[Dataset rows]
────────────────

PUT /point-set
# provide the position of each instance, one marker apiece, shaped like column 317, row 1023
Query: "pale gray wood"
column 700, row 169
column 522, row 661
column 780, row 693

────────────────

Convert every line of the listing above into a JSON list of strings, with one string per line and blank lines omitted.

[
  "PUT /point-set",
  "# provide the position of each instance, one marker apiece, shaped like column 317, row 1023",
  "Query: \"pale gray wood\"",
  "column 700, row 169",
  "column 522, row 661",
  "column 780, row 693"
]